**Material for this exercise:**
# # #
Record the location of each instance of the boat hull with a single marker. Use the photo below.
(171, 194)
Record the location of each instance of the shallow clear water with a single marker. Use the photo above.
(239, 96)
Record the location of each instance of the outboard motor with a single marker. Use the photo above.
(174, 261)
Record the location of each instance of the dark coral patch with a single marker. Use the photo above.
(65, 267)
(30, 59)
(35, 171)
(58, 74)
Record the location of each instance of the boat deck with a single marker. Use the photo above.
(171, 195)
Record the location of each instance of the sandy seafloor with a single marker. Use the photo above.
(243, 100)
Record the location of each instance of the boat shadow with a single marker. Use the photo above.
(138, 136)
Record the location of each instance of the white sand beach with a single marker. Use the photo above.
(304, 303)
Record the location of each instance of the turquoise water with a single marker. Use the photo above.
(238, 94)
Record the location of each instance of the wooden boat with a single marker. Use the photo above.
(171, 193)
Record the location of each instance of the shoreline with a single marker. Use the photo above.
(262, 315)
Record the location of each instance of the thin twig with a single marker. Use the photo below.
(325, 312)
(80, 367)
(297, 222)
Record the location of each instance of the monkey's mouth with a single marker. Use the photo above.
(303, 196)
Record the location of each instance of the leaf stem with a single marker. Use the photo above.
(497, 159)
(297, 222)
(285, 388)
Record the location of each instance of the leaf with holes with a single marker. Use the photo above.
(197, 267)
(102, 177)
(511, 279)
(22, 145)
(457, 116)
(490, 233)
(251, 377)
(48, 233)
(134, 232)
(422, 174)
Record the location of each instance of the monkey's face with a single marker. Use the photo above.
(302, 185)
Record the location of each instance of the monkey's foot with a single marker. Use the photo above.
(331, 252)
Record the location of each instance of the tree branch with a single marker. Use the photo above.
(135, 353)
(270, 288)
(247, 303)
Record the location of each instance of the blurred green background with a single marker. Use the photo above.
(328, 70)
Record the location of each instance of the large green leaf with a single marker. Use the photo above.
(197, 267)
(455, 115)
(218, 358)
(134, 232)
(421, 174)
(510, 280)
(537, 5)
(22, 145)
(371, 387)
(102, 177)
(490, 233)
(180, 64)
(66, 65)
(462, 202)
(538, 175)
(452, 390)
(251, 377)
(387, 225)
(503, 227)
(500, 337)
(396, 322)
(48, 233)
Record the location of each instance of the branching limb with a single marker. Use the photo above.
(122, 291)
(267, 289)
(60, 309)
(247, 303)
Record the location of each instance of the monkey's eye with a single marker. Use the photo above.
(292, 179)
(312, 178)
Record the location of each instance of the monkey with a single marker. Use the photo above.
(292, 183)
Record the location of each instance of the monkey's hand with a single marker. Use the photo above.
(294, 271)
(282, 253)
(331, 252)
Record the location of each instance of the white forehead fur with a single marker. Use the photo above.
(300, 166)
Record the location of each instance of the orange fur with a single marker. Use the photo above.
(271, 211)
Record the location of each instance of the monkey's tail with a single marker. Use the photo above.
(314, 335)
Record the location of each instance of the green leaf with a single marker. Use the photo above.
# # #
**Try it:** Copy out each line of the material and keep every word unchanged.

**Solution to this problem:**
Record the location of each instance of the boat hull with a single marker. Use the photo below.
(171, 194)
Record the location of each instance of the shallow clear water with a single marker. Use the photo above.
(239, 96)
Record the location of each instance of the outboard motor with a single marker. Use the photo above.
(174, 261)
Record the location of each instance of the dark coral patch with a single marker. Use the photo above.
(65, 267)
(30, 59)
(35, 171)
(58, 74)
Record the location of each instance of the boat deck with a single marker. Use the photo above.
(171, 195)
Record the location of each instance of the sandy seafloor with a single marker. Use the photo above.
(243, 100)
Record the location of each instance of the boat shadow with a single marker. Use the photo above.
(138, 136)
Record the location of each instance of the white sand beach with a single marker. Use the photo above.
(304, 303)
Record the location of each instance of the turquoise water with a single marker. Use the photo above.
(238, 94)
Record the location of each instance of the wooden boat with a single marker. Use the photo above.
(171, 193)
Record the location of each instance of the shoreline with a single marker. Use the photo above.
(262, 315)
Record the location of each instance of the thin twig with a single marker. Use the photo below.
(325, 312)
(80, 367)
(297, 222)
Record the location of each instance of the monkey's mouth with a single marker. Use the photo above.
(303, 196)
Record the location of each instance of the leaf stem with a single marker. Use the photo above.
(497, 159)
(297, 222)
(285, 388)
Record the location of each instance of the leaf with holes with a single marker. Use the photo above.
(197, 267)
(102, 177)
(511, 279)
(22, 145)
(457, 116)
(490, 233)
(251, 377)
(48, 233)
(134, 232)
(422, 174)
Record the location of each instance of the monkey's face with a single marker. Use the photo above.
(302, 185)
Record the location of each instance of the monkey's foot with a single marker. Use the photo above.
(331, 252)
Record the location of each instance of the tree branch with a single marker. Use the photo above.
(135, 353)
(270, 288)
(247, 303)
Record the location of each instance of the blurred green background with a single marker. Use the photo above.
(328, 70)
Record the location of each instance of the large green leaf with a single marker. Use the photo above.
(197, 267)
(455, 115)
(218, 358)
(134, 232)
(421, 174)
(510, 280)
(537, 5)
(22, 145)
(371, 387)
(102, 177)
(490, 233)
(180, 64)
(66, 65)
(462, 202)
(538, 175)
(452, 390)
(251, 377)
(387, 225)
(503, 227)
(500, 337)
(396, 322)
(48, 233)
Record the location of each instance of the branching limb with a single marker. Use the photo above.
(122, 291)
(267, 289)
(60, 309)
(247, 303)
Record the location of each instance of the monkey's eye with a single marker. Use the photo above.
(292, 179)
(312, 178)
Record the location of each instance of the monkey with a single marker. Use the photo above.
(292, 183)
Record the location of each instance of the monkey's hand with a single marker. Use the photo above.
(294, 271)
(282, 253)
(331, 252)
Record the location of each instance of the white forehead fur with a single marker. Use the photo above.
(300, 166)
Record the location of each instance of the orange fur with a single marker. Use the photo above.
(271, 211)
Record the location of each instance of the monkey's tail with a single marker. Use the photo above.
(314, 335)
Record the location of each instance of the green leaf with a single marker. Use the photo above.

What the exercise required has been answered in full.